┌─ Quoted passage

- West end East end
- Coordinates: 34°30′32″S 139°03′28″E﻿ / ﻿34.508835°S 139.057697°E (West end); 34°26′55″S 140°29′57″E﻿ / ﻿34.448742°S 140.499087°E (East end);

General information
- Type: Highway
- Length: 144 km (89 mi)
- Gazetted: 2008

Major junctions
- West end: Eden Valley Road Angaston, South Australia
- East end: Kingston Road Pyap, South Australia

Location(s)
- Region: Barossa Light and Lower North, Murray and Mallee
- Major settlements: Sedan, Swan Reach

Highway system
- Highways in Australia; National Highway • Freeways in Australia; Highways in South Australia;

= Stott Highway =

Road in South Australia

Stott Highway is a 144 km state-controlled highway in South Australia, linking Angaston in the Barossa Valley, through Sedan and Swan Reach, to Pyap in the Riverland region. It was named after Tom Stott, a member of the South Australian state parliament.

└─
┌─ Dataset content

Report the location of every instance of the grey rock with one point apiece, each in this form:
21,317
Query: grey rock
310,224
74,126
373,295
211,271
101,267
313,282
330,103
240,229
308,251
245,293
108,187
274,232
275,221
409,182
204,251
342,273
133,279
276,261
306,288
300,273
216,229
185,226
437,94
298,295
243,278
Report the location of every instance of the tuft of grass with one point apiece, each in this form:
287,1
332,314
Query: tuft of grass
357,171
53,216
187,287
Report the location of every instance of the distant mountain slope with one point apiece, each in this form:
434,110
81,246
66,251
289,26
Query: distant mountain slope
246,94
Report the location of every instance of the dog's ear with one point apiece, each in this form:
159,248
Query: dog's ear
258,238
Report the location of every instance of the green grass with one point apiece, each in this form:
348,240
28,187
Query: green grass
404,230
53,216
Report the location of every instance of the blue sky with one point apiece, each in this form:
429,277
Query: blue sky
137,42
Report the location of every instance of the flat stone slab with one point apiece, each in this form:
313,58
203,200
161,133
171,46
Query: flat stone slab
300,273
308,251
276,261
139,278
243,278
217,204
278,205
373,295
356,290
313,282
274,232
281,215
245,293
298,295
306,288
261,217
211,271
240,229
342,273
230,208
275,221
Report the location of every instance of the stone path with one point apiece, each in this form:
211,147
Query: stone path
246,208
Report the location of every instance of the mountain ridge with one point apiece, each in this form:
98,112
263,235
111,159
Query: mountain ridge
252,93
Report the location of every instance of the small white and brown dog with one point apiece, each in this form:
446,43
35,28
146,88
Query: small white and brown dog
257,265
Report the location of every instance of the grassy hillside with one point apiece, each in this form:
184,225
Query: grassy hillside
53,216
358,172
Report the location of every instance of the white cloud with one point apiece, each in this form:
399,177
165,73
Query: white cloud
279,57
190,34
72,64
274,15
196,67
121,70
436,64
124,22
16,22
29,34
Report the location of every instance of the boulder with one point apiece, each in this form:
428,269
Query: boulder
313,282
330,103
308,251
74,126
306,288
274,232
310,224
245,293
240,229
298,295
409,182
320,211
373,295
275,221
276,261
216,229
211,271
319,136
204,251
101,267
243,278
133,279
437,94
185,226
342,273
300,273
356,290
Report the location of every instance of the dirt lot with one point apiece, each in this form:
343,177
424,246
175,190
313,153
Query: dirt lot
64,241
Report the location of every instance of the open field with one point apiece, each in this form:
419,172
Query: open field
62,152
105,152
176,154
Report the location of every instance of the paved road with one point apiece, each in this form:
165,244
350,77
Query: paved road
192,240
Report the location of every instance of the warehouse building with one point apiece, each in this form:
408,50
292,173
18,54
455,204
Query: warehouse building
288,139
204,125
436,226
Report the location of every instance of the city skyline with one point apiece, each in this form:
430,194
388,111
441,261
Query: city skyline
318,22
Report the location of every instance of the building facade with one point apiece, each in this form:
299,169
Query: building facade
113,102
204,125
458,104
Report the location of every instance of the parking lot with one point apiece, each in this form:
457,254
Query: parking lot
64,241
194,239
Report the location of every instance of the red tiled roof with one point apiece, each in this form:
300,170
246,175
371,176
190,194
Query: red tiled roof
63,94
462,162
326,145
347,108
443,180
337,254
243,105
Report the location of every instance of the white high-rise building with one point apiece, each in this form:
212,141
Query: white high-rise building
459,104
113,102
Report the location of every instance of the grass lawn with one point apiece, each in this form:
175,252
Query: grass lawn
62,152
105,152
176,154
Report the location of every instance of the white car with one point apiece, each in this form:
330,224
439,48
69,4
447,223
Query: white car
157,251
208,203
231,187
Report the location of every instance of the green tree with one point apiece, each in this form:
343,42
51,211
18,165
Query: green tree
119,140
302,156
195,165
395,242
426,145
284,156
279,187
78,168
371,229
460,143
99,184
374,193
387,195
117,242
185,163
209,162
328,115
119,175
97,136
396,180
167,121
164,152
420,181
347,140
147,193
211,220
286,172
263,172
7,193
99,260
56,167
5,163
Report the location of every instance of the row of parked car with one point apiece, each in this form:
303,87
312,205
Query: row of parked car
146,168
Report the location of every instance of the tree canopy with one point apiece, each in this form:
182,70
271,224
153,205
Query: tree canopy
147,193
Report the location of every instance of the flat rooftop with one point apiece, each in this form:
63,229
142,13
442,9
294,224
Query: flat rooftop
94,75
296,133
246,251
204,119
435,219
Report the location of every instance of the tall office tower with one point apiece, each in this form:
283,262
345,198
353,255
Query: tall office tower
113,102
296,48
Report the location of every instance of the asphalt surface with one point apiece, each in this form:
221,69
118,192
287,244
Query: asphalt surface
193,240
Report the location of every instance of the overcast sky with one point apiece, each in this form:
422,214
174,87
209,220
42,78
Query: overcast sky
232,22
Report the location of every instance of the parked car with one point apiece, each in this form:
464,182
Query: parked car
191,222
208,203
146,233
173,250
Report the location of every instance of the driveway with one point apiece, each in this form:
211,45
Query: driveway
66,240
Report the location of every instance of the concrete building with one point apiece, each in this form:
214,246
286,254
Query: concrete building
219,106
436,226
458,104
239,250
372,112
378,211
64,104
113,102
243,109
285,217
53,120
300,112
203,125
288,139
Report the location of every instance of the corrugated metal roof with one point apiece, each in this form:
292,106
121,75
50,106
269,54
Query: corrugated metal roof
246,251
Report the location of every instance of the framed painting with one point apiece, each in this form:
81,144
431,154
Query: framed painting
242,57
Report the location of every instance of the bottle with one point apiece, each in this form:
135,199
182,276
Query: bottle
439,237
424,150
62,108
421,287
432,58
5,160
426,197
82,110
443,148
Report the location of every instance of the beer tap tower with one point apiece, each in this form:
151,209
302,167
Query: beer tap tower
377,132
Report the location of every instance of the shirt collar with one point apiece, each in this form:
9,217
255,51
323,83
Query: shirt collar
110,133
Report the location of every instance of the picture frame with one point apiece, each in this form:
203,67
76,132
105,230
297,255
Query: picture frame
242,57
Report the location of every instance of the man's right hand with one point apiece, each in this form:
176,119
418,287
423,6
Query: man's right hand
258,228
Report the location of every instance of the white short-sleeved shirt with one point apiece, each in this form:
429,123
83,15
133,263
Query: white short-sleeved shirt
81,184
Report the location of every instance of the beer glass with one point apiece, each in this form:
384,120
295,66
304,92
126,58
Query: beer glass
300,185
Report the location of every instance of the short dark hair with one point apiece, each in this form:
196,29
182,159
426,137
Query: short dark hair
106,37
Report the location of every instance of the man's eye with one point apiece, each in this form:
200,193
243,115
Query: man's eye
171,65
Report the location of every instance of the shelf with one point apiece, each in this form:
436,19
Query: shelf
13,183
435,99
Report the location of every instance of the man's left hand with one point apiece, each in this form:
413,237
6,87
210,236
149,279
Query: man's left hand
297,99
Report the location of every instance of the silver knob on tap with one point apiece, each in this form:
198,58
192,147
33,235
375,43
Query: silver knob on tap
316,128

└─

(Written request 1) In the Stott Highway article, whom is the highway named after?
(Written request 2) Pick up the Stott Highway article after its last sentence and write what comes next.

(Exercise answer 1) Tom Stott, a member of the South Australian state parliament.

(Exercise answer 2)
==Route==
Stott Highway commences at the intersection with Eden Valley Road just south of Angaston and heads in an easterly direction through Keyneton and Sedan, until it reaches the western bank of the Murray River at Swan Reach: the river is traversable by vehicular ferry. On the eastern bank, the highway continues east until eventually terminating at the intersection with Kingston Road in Pyap, just west of Loxton.

==History==
Previously known as Swan Reach Road, it was renamed Stott Highway in 2008, after Tom Stott, a long-time farmer in, and member of state parliament for, areas traversed by the highway.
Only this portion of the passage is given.